[Referring expression pointing data]
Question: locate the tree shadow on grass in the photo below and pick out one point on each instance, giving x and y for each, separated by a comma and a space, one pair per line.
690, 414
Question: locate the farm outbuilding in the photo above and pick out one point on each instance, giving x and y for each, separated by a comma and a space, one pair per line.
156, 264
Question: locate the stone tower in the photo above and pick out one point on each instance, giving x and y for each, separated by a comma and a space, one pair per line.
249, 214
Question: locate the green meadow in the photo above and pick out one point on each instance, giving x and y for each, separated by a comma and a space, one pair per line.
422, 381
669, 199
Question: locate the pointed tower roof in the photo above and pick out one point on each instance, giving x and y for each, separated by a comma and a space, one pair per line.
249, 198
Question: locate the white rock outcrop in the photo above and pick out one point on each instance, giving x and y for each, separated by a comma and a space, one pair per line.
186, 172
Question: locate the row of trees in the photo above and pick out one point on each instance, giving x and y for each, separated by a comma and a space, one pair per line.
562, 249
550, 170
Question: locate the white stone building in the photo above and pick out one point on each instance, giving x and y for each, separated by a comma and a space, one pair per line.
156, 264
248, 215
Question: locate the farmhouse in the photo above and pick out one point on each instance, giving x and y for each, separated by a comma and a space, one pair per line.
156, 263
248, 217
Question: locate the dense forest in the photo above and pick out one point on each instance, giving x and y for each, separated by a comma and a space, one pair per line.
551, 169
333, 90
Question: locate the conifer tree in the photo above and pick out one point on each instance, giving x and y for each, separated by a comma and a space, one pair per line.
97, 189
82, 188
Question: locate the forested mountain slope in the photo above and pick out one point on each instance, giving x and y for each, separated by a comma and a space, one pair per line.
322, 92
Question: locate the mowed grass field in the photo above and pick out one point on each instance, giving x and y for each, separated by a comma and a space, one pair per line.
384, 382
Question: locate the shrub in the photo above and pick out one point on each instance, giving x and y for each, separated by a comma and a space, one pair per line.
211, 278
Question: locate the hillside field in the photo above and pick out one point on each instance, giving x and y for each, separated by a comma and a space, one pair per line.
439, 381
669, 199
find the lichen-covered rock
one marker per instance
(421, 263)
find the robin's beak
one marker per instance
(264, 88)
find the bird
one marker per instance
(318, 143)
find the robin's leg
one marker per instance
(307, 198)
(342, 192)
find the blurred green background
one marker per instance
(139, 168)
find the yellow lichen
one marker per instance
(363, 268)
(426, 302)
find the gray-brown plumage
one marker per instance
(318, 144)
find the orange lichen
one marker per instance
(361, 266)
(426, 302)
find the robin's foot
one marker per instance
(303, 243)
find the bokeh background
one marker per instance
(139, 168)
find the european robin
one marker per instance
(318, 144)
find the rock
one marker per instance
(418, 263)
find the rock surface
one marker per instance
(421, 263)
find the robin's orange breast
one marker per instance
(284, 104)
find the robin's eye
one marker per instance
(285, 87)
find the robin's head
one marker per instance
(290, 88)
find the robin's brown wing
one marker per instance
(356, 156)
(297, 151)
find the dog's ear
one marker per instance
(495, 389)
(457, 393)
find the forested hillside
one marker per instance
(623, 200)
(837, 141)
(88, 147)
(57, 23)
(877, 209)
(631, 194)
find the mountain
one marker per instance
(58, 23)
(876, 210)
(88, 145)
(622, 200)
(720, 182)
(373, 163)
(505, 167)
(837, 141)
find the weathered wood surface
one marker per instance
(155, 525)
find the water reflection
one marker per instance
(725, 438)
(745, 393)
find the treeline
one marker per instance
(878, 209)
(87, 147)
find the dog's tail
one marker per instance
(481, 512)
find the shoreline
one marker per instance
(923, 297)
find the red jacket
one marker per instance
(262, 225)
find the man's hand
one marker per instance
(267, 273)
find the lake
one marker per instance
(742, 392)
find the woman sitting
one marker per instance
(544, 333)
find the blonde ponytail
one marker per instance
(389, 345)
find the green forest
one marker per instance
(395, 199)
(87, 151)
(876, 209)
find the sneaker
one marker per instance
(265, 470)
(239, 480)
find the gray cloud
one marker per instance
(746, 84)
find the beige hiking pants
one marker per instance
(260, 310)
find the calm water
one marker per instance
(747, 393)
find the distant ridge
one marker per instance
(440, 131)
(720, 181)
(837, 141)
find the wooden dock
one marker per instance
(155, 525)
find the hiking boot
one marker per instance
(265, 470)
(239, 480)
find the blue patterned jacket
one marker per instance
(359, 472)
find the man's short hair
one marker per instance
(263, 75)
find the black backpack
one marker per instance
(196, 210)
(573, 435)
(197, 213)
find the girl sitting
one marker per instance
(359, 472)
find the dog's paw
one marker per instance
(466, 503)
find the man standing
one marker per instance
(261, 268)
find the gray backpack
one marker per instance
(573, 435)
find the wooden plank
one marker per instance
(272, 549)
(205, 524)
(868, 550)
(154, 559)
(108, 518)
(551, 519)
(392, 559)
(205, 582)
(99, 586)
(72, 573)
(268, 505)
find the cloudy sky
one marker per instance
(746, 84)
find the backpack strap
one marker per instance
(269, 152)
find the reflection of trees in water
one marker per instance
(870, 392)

## WHAT THE TASK ASKS:
Each record should be transcribed exactly as it was written.

## WRITTEN RESPONSE:
Question: locate the tree shadow on grass in the photo below and pick out one point on each instance, giving x and y for each, separated by a comma and a space, one pair per line.
690, 414
Question: locate the farm outbuilding in the photo above and pick out one point on each instance, giving x and y for each, separated by a comma and a space, one pair per line.
156, 264
Question: locate the stone tower in the photo above and pick out one point on each instance, giving x and y for each, separated by a comma and a space, one pair per line.
249, 214
Question: locate the green meadow in the photo above and pick out one point on each instance, giving x and y for each, separated by a comma and a space, one pair per line.
422, 381
669, 199
Question: locate the pointed tower roof in the photo above and pick out one point on each instance, giving x and y for each, separated by a comma and a space, one pair per line.
249, 198
Question: locate the white rock outcrop in the photo above and pick out one point on each instance, giving x and y for each, separated by a comma and a space, one pair per line.
186, 172
Question: locate the row of trees in the photo above and pick out one point on each instance, giving x and y for each, separated by a comma and a space, one pair per line.
562, 249
550, 170
Question: locate the white stone building in the photo above and pick out one point on each instance, giving x and y for each, separated by a comma and a space, one pair per line.
156, 264
248, 215
Question: locate the farmhouse in the photo above and pick out one point on each instance, giving x and y for each, separated by a comma and a space, one pair per line.
156, 263
248, 217
Question: locate the dense forest in the photo above and pick out one point on each instance, giving x and y for each, separated by a comma and a space, one pair per line.
551, 169
333, 90
Question: locate the conifer tree in the photo above and pick out one point on each instance, giving x and y for each, separated by a comma and a space, one pair per line.
97, 189
82, 188
Question: locate the forested mountain slope in the photo above and pick out one point on each instance, giving x and y for each, separated by a comma and a space, one pair per line.
322, 92
Question: locate the mowed grass field in the photo above and pick out one point on each instance, giving x and y for each, separated by a comma and a space, one pair per line.
384, 382
Question: locate the shrub in the photo above and pick out one point on each instance, giving x and y for each, separated by a comma and a space, one pair per line.
211, 278
Question: locate the hillside field in the photo above and pick out one point on each instance, giving x and y for each, separated by a comma and a space, one pair per line.
439, 381
669, 199
find the lichen-covered rock
one marker per instance
(421, 263)
find the robin's beak
one marker per instance
(264, 88)
find the bird
one marker per instance
(318, 143)
find the robin's leg
one marker per instance
(307, 198)
(342, 192)
find the blurred green background
one marker per instance
(139, 168)
find the yellow lichen
one marker per instance
(363, 268)
(426, 302)
find the gray-brown plumage
one marker per instance
(318, 144)
find the orange lichen
one marker per instance
(361, 266)
(426, 302)
find the robin's foot
one marker per instance
(303, 243)
find the bokeh background
one marker per instance
(139, 168)
find the european robin
one marker per instance
(318, 144)
find the rock
one marker per instance
(418, 263)
find the rock surface
one marker per instance
(421, 263)
find the robin's orange breast
one marker per instance
(284, 104)
find the robin's eye
one marker per instance
(285, 87)
find the robin's head
one marker per instance
(290, 88)
find the robin's brown wing
one marker per instance
(356, 156)
(297, 151)
find the dog's ear
one marker per instance
(495, 389)
(457, 393)
find the forested hillside
one marker per instance
(623, 200)
(837, 141)
(88, 147)
(57, 23)
(877, 209)
(631, 194)
find the mountain
one marker per instance
(58, 23)
(876, 210)
(88, 145)
(622, 200)
(720, 182)
(373, 163)
(505, 167)
(837, 141)
find the weathered wood surface
one marker per instance
(155, 525)
find the water reflection
one marker per instance
(725, 438)
(745, 393)
find the treeline
one marker per instance
(878, 209)
(87, 147)
find the dog's tail
one marker per instance
(481, 512)
find the shoreline
one marker per instance
(923, 297)
find the red jacket
one marker per instance
(262, 225)
find the man's hand
one marker per instance
(267, 273)
find the lake
one marker per instance
(742, 392)
find the woman sitting
one marker per instance
(544, 333)
find the blonde ponytail
one marker per instance
(389, 345)
find the green forest
one marker per instance
(395, 199)
(87, 151)
(876, 209)
find the sneaker
one marker per instance
(265, 470)
(239, 480)
find the gray cloud
one marker per instance
(746, 84)
find the beige hiking pants
one marker per instance
(260, 310)
find the calm water
one marker per instance
(747, 393)
find the distant ridge
one marker per instance
(440, 131)
(720, 181)
(837, 141)
find the wooden dock
one marker per instance
(155, 525)
find the hiking boot
one marker per instance
(265, 470)
(239, 480)
find the blue patterned jacket
one marker per instance
(359, 472)
find the man's short hair
one marker per instance
(263, 75)
find the black backpack
one marker per instance
(196, 210)
(573, 435)
(197, 213)
find the girl sitting
one marker per instance
(359, 472)
find the dog's paw
one marker per instance
(466, 503)
find the man standing
one marker per instance
(261, 268)
find the gray backpack
one marker per instance
(573, 435)
find the wooden plank
one marker per instance
(272, 549)
(205, 524)
(868, 550)
(154, 559)
(108, 518)
(551, 519)
(392, 559)
(205, 582)
(99, 586)
(72, 573)
(268, 505)
find the cloudy sky
one marker per instance
(746, 84)
find the backpack strap
one marker per instance
(269, 152)
find the reflection of trees in water
one marker per instance
(870, 392)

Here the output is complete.